START SOURCE MATERIAL

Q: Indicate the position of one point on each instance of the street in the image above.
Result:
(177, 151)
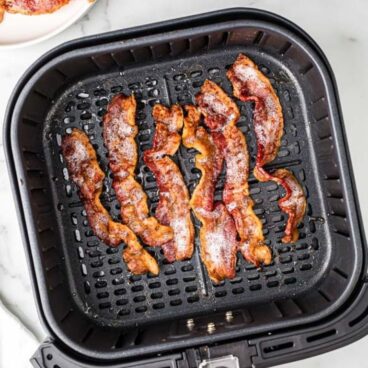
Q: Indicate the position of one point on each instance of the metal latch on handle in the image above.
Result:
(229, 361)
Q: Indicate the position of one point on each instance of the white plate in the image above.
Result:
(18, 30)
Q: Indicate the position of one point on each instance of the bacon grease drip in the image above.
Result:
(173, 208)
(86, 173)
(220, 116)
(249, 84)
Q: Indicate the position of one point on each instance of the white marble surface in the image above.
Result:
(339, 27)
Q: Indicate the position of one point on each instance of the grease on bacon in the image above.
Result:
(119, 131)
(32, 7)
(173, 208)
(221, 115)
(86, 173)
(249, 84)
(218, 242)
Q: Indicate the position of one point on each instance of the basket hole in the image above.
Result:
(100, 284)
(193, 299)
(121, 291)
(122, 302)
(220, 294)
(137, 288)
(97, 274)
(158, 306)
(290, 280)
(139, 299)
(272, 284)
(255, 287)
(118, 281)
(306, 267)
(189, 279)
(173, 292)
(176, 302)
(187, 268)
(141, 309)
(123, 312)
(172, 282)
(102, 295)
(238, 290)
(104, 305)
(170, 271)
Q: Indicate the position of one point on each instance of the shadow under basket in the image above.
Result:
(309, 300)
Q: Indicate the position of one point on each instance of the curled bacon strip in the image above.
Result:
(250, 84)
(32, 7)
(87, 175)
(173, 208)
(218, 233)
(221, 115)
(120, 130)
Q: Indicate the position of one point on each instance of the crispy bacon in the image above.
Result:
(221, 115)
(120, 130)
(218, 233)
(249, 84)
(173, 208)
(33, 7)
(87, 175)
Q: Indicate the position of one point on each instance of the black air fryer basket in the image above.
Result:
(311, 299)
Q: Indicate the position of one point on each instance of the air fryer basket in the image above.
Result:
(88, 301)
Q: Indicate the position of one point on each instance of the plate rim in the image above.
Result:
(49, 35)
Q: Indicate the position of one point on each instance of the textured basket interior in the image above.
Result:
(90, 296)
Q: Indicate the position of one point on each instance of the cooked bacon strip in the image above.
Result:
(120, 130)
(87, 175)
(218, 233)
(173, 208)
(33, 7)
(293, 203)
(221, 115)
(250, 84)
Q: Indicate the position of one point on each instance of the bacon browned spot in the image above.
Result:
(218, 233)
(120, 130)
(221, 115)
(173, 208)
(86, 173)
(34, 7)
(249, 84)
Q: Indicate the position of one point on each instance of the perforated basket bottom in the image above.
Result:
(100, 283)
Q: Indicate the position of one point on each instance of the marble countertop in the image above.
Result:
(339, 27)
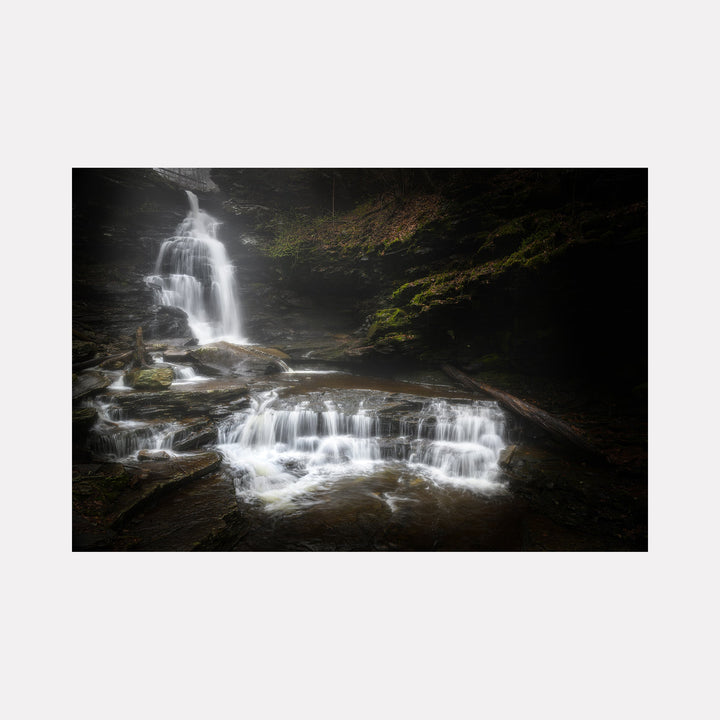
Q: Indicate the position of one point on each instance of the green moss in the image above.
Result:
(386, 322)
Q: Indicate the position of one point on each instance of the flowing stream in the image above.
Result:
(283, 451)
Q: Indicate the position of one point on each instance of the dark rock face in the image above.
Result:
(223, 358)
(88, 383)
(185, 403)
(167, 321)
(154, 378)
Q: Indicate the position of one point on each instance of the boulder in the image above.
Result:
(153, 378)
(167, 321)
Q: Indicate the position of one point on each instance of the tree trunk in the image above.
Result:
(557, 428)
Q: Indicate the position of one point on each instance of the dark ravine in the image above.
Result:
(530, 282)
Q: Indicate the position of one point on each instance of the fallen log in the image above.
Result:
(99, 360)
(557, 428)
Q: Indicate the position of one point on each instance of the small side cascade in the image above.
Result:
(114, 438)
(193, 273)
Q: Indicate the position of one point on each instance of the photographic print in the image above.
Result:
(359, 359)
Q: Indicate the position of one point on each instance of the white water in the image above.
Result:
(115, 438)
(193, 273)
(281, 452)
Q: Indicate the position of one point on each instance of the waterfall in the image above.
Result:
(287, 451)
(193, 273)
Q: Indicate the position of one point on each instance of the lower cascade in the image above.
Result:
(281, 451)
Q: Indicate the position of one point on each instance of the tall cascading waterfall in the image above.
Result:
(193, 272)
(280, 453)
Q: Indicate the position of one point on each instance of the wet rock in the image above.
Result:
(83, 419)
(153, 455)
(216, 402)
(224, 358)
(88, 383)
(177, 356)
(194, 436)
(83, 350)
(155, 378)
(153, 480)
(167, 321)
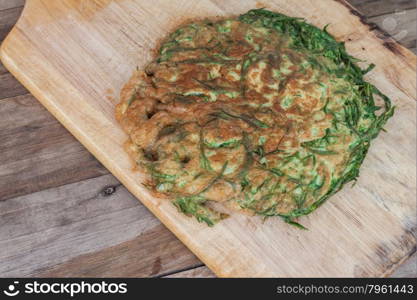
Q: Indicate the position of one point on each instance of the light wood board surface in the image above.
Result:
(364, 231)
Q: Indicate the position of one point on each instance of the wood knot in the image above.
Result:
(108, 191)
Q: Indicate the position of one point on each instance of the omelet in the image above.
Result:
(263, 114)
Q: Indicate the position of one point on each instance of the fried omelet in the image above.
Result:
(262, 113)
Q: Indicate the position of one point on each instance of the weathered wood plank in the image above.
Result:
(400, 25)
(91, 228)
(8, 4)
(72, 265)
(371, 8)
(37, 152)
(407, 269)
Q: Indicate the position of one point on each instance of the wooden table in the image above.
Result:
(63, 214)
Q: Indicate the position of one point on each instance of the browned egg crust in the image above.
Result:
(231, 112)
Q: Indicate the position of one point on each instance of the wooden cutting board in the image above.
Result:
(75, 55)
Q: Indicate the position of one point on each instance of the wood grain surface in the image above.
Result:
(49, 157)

END SOURCE MATERIAL
START SOURCE MATERIAL

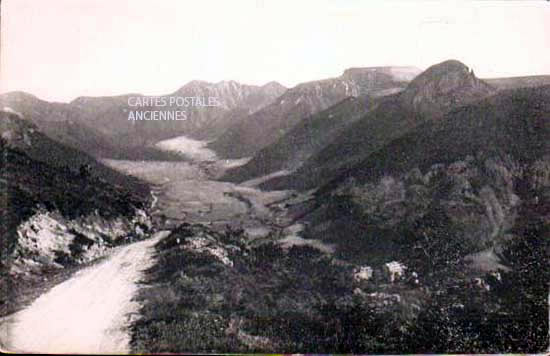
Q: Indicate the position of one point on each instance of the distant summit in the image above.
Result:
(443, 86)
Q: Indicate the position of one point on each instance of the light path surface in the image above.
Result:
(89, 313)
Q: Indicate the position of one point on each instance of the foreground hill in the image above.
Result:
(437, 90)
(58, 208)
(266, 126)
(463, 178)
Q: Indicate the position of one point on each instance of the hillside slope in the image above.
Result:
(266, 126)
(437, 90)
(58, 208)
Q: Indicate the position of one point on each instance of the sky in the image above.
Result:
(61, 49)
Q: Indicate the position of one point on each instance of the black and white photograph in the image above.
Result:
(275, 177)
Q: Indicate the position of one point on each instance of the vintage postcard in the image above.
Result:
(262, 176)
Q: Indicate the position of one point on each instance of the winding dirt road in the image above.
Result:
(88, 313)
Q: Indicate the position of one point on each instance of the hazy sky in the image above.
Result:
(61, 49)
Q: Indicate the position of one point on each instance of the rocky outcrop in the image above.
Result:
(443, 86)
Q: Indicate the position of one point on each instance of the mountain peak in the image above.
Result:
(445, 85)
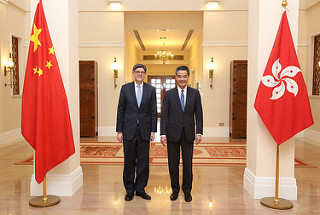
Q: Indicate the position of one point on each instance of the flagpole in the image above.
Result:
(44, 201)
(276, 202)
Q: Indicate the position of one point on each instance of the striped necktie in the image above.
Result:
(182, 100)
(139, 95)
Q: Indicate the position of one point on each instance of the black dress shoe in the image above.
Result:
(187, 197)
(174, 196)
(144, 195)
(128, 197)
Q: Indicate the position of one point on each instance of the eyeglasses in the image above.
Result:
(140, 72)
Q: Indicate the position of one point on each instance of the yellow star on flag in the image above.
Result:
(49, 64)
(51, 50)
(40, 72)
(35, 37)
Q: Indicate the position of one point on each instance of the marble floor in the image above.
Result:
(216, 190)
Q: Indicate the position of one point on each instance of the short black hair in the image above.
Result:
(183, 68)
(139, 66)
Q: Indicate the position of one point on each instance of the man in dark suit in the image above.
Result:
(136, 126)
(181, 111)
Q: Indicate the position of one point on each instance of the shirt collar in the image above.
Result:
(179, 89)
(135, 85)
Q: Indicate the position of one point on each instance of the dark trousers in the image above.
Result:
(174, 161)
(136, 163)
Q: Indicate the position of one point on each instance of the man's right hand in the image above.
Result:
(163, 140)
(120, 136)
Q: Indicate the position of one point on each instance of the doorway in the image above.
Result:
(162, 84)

END SOURCE MATERIAL

▶ _AIM OF THE EXERCISE_: Lines with "marble" in the records above: copy every one of them.

▶ _EXPECTED ANSWER_:
Q: Indicate the position of one point on each instance of the white marble surface in the image above.
Q: Indicate the position of one point on each instance of the marble countertop in the image above.
Q: Indicate the position of one point on each instance of the marble floor in the image above.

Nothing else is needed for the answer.